TASK REQUIREMENTS:
Quote exactly, and only, the lines from the one with "[point] every instance of the wheel" through the end of the listing.

Object position labeling entries
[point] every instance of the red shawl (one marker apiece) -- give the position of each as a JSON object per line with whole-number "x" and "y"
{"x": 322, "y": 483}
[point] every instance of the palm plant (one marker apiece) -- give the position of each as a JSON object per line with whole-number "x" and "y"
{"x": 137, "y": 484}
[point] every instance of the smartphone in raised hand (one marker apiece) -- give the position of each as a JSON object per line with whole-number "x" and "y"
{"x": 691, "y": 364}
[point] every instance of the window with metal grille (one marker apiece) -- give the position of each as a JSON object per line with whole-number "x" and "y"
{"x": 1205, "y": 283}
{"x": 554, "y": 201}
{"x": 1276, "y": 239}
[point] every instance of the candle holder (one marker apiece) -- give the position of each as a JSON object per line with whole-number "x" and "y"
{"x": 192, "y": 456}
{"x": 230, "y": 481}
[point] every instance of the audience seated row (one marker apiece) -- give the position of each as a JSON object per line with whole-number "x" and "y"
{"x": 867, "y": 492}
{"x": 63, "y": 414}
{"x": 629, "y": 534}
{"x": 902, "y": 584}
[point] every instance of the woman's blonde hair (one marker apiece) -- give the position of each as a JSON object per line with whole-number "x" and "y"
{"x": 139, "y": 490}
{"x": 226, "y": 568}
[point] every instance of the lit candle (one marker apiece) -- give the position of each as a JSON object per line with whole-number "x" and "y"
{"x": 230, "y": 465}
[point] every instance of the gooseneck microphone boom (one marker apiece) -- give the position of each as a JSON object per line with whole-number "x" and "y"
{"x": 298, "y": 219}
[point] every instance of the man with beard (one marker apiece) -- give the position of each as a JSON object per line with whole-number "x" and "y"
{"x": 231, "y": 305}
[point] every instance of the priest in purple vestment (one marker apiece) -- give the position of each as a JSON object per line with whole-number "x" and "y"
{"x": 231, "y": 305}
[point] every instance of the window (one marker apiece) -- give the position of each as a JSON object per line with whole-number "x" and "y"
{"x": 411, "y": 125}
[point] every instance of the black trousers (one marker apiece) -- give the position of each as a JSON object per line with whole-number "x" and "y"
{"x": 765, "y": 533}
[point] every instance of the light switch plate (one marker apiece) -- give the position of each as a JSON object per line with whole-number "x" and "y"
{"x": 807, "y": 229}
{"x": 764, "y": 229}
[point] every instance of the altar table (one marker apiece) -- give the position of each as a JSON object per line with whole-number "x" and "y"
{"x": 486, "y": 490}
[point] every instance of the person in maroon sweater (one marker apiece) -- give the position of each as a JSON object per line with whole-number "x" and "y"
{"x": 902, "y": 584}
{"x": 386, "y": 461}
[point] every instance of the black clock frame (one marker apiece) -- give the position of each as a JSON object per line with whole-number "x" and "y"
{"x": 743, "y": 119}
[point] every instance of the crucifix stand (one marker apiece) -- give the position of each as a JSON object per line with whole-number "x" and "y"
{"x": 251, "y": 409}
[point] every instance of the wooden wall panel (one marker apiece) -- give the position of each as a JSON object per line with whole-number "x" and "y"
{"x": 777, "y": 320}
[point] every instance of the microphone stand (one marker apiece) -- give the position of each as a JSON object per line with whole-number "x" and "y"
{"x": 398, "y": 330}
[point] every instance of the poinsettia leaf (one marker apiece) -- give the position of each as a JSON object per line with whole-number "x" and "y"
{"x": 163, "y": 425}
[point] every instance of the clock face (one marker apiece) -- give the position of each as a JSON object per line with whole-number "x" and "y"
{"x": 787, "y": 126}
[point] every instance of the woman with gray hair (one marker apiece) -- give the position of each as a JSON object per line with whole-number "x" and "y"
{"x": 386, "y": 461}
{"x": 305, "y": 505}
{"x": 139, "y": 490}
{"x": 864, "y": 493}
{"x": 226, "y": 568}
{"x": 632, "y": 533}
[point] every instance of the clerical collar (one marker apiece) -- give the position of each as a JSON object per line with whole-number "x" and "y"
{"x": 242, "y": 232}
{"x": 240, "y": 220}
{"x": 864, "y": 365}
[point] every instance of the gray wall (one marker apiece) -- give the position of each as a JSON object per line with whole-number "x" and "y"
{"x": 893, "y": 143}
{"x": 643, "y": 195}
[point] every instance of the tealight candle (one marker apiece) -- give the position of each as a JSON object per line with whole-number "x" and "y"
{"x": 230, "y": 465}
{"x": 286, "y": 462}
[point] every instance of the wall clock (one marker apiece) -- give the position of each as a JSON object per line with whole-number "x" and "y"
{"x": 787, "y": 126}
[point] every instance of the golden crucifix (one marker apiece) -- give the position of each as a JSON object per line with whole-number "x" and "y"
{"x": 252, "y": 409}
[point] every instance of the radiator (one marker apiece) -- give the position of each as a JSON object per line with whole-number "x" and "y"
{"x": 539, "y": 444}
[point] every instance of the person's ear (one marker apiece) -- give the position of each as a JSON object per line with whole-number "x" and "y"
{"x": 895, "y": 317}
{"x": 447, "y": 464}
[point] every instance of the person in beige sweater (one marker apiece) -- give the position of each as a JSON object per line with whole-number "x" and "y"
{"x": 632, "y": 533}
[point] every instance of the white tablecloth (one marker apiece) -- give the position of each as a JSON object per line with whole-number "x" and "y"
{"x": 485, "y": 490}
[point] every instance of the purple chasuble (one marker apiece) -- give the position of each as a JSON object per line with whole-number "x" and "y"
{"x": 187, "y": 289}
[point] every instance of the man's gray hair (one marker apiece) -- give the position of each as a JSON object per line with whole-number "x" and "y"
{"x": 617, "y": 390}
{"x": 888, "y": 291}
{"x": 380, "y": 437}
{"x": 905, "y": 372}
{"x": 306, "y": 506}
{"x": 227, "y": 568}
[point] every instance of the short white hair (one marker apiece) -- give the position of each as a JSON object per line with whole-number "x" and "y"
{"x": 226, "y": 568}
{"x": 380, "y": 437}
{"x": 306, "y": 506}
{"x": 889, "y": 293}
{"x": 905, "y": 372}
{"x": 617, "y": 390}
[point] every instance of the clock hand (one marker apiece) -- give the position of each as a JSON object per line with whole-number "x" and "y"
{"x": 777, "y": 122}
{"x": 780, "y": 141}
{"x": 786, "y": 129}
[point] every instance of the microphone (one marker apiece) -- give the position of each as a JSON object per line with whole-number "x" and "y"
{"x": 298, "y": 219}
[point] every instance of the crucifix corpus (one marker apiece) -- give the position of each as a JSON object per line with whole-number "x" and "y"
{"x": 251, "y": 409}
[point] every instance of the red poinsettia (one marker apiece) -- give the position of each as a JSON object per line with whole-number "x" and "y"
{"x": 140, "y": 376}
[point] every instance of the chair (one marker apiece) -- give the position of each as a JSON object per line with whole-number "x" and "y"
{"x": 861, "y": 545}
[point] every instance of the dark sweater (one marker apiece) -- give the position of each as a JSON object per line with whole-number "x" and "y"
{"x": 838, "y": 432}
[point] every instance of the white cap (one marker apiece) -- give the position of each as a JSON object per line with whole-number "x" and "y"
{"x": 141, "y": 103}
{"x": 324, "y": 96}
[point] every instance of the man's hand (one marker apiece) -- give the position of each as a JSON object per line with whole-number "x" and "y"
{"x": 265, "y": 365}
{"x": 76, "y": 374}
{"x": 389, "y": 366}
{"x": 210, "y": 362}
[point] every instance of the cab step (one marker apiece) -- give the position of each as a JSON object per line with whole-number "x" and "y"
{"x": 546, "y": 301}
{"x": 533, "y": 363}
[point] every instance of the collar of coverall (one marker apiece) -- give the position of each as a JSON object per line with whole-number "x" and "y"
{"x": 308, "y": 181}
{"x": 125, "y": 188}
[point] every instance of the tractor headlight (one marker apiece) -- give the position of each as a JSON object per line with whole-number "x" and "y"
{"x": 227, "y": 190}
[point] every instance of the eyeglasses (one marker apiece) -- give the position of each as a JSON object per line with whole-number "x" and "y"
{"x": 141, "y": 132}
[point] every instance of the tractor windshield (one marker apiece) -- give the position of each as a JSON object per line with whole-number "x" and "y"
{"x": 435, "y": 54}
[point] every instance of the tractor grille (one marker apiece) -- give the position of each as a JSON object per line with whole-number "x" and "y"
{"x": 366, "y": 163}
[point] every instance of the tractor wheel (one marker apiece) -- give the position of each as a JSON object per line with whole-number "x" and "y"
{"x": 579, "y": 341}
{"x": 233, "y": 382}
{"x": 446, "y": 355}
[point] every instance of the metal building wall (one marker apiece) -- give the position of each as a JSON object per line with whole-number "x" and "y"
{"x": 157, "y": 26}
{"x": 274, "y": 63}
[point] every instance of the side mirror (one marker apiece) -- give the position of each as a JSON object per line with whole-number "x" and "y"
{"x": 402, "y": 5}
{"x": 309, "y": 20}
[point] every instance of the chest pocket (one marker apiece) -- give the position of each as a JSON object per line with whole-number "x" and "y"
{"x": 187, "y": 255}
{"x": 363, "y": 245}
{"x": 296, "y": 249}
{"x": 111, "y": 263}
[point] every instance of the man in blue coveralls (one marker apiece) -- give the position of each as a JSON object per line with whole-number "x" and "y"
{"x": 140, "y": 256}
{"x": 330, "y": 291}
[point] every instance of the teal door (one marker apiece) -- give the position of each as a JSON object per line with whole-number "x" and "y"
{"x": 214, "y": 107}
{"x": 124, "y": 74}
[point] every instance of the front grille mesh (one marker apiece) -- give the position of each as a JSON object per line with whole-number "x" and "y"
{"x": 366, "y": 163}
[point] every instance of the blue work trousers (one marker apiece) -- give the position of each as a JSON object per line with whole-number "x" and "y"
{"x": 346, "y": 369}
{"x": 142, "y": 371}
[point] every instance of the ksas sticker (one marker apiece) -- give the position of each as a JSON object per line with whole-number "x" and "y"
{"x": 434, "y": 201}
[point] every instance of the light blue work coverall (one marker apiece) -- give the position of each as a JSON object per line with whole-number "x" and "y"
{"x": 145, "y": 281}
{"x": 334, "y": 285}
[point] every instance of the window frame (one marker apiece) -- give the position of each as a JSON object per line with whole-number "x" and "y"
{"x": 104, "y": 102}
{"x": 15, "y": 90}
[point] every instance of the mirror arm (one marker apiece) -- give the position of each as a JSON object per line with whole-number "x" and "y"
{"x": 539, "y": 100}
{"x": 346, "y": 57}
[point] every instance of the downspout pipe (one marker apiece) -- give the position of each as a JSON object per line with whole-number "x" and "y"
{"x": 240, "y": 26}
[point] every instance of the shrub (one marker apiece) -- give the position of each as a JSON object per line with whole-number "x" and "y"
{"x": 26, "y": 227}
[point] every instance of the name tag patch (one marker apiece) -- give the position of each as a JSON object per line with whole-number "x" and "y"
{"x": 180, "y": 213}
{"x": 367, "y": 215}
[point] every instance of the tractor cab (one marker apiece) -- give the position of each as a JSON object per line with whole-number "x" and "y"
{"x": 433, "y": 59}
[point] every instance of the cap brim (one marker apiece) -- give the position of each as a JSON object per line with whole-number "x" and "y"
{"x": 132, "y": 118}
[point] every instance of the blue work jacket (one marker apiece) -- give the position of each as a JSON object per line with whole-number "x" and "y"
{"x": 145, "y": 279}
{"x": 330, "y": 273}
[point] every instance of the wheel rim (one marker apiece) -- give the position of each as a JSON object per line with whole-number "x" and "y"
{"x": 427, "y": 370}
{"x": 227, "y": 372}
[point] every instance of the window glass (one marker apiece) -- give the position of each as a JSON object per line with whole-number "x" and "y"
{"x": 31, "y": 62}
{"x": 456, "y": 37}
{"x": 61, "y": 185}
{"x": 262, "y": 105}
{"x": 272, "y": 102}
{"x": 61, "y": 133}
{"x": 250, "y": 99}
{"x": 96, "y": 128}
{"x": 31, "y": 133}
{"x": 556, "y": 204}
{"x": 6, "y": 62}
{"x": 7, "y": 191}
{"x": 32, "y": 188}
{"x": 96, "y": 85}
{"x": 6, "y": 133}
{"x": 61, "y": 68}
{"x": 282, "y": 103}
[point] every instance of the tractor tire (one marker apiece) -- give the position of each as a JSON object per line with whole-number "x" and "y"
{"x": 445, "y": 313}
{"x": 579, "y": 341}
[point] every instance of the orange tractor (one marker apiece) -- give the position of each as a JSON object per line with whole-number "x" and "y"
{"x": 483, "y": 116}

EXPECTED ANSWER:
[point] every instance of the wheel rim (one marker apiece) -- give the position of each as a JSON object per line with whole-number "x" and "y"
{"x": 427, "y": 370}
{"x": 227, "y": 372}
[point] every instance of the window glass (one marker apiece) -- give the position of each as a JSON object per line with whole-number "x" and "y"
{"x": 31, "y": 62}
{"x": 456, "y": 37}
{"x": 61, "y": 185}
{"x": 262, "y": 105}
{"x": 272, "y": 102}
{"x": 61, "y": 133}
{"x": 250, "y": 99}
{"x": 96, "y": 128}
{"x": 31, "y": 133}
{"x": 556, "y": 204}
{"x": 6, "y": 62}
{"x": 7, "y": 191}
{"x": 32, "y": 188}
{"x": 96, "y": 85}
{"x": 6, "y": 133}
{"x": 61, "y": 68}
{"x": 282, "y": 103}
[point] every instance of the tractor tire (one marker apiece) -- give the position of each as a JSON object per line with whole-number "x" and "y"
{"x": 445, "y": 313}
{"x": 579, "y": 341}
[point] every instance of the orange tractor (one marker apiece) -- give the position of each as a JSON object per line with whole-number "x" and "y"
{"x": 483, "y": 116}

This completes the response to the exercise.